EXERCISE REQUIREMENTS -
Render each line of the material below as one string in a JSON list, leaving out any blank lines.

Stored dataset items -
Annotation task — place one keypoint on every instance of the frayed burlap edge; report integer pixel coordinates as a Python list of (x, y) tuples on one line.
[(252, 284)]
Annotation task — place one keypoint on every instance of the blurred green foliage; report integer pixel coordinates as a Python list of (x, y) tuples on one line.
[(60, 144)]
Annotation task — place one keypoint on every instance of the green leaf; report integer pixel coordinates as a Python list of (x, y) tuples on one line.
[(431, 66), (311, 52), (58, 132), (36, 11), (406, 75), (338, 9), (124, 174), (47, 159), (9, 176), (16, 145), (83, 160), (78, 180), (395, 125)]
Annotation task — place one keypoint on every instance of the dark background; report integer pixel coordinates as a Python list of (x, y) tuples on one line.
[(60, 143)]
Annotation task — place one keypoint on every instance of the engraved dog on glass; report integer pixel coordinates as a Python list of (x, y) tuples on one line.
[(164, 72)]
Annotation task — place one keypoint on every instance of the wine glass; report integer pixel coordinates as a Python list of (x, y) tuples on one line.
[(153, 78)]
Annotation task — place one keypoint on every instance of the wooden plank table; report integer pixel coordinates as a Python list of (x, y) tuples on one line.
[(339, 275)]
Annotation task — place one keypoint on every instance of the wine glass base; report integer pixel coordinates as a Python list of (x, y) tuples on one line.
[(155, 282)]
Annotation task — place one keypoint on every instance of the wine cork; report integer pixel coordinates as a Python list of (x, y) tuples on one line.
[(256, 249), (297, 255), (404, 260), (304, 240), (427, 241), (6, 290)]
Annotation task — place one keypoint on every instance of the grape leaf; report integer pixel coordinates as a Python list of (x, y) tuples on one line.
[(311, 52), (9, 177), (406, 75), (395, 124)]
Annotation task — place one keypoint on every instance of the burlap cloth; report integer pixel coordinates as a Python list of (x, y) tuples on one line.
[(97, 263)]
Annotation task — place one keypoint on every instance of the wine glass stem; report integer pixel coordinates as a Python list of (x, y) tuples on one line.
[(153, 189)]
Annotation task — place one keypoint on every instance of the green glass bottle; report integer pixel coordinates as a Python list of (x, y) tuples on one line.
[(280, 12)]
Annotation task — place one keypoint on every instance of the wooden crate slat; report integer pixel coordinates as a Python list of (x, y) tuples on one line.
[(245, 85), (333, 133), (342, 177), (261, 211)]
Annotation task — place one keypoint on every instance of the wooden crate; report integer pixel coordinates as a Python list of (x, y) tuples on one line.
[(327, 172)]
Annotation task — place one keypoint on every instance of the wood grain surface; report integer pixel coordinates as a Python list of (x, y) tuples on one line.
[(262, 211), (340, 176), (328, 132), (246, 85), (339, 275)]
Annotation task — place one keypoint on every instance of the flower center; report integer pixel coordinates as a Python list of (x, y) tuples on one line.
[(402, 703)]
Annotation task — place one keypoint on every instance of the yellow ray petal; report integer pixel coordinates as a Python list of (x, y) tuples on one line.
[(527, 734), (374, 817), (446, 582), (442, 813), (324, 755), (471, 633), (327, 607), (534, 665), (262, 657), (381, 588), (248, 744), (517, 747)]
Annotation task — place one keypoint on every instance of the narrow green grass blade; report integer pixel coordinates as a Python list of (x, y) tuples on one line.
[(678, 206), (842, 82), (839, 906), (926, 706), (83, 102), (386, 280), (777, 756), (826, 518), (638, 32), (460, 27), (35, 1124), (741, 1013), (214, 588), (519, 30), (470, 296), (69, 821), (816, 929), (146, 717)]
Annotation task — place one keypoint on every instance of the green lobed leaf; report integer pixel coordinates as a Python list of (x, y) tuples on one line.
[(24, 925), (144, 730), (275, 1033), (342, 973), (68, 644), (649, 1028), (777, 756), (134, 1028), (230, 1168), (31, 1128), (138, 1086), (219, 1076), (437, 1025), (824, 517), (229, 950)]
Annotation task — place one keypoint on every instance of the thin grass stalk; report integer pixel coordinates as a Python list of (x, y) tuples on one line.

SOLVED PROBLEM -
[
  "Annotation task — place one keypoint on every instance of the frayed burlap edge; report integer pixel coordinates as a Python list of (x, y) tuples on one line.",
  "[(252, 284)]",
  "Annotation task — place one keypoint on every instance of the blurred green foliage; report integer pixel coordinates as a Python list of (x, y) tuples on one line.",
  "[(60, 144)]",
  "Annotation task — place one keypoint on every instance of the green leaf; report integer pixel coordinates as a Python list of (x, y) tuples on one line.",
  "[(431, 66), (311, 52), (58, 132), (36, 11), (406, 75), (338, 9), (124, 174), (47, 159), (9, 176), (16, 145), (83, 160), (78, 180), (395, 125)]",
  "Annotation task — place one keypoint on every instance of the dark background; report integer pixel coordinates as a Python list of (x, y) tuples on one line.",
  "[(60, 143)]",
  "Annotation task — place one keypoint on every instance of the engraved dog on glass; report integer pixel coordinates as a Python list of (x, y) tuples on one line.",
  "[(164, 72)]",
  "Annotation task — place one keypoint on every instance of the wine glass; report integer pixel coordinates as a Python list of (x, y) tuples on one line.",
  "[(153, 78)]",
  "Annotation task — place one keypoint on every instance of the wooden plank table; report integer pixel coordinates as a Python list of (x, y) tuples on one line.",
  "[(339, 275)]",
  "Annotation task — place one keypoint on every instance of the wine glass base; report integer pixel coordinates as a Python list of (x, y) tuples on one line.",
  "[(155, 282)]",
  "Annotation task — place one keypoint on every instance of the wine cork; report integer pixel coordinates as a Python list of (x, y) tuples on one line.",
  "[(256, 249), (297, 255), (404, 260), (304, 240), (427, 241), (6, 290)]",
  "Annotation task — place one keypoint on every instance of the grape leaf; report integer pixel coordinates as a Python list of (x, y) tuples on one line.",
  "[(311, 52), (9, 177), (406, 75), (395, 124)]",
  "Annotation task — place one keypoint on every instance of the burlap cloth; report integer pixel coordinates as a Python list of (x, y) tuples on one line.",
  "[(97, 263)]",
  "Annotation task — place one keypoint on every instance of the wine glass stem; report integer pixel coordinates as a Python list of (x, y) tuples on one line.",
  "[(153, 189)]",
  "Annotation task — place one keypoint on every instance of the green glass bottle; report integer pixel coordinates as a Python list of (x, y) tuples on one line.",
  "[(280, 12)]",
  "Annotation task — place one keypoint on every instance of the wooden crate slat; report integer pixel coordinates as a Python list of (x, y) tuples on one line.",
  "[(245, 85), (333, 133), (342, 177), (261, 211)]",
  "Annotation task — place one keypoint on every instance of the wooden crate; report integer pixel coordinates as a Python list of (x, y) tuples on one line.",
  "[(327, 172)]",
  "Annotation task — place one keypoint on every instance of the wood grain surface; report integer pixel coordinates as a Python list of (x, y) tuples on one line.",
  "[(262, 211), (340, 176), (328, 132), (246, 85), (339, 275)]",
  "Annotation task — place one keypoint on every instance of the flower center; report integer pixel coordinates as a Python list of (x, y) tuples on one line.",
  "[(402, 703)]",
  "Annotation task — place one keypoint on every instance of the yellow ray petal; report integer pixel coordinates as a Python list of (x, y) tuples on one line.",
  "[(527, 734), (374, 817), (446, 582), (442, 813), (324, 755), (471, 633), (327, 607), (534, 665), (262, 657), (381, 588), (248, 744), (517, 747)]",
  "Annotation task — place one keypoint on every instance of the narrow green grass blade; report integer pixel coordinates as a Python list of (x, y) tuples on one line.",
  "[(678, 206), (842, 82), (839, 906), (926, 706), (83, 102), (386, 280), (777, 756), (826, 518), (638, 32), (460, 27), (35, 1124), (741, 1013), (214, 588), (519, 30), (470, 296), (69, 821), (816, 929), (146, 717)]",
  "Annotation task — place one keypoint on every instance of the green lobed leaf; report integer pixel coordinates as a Python list of (x, y) tuples on one line.",
  "[(24, 925), (144, 730), (275, 1033), (342, 973), (68, 644), (649, 1028), (777, 756), (134, 1028), (230, 1168), (31, 1128), (138, 1086), (219, 1076), (437, 1025), (824, 517), (229, 950)]",
  "Annotation task — place one keypoint on every instance of the thin grass stalk; report integer pixel coordinates as a Python list of (x, y) tuples on one line."
]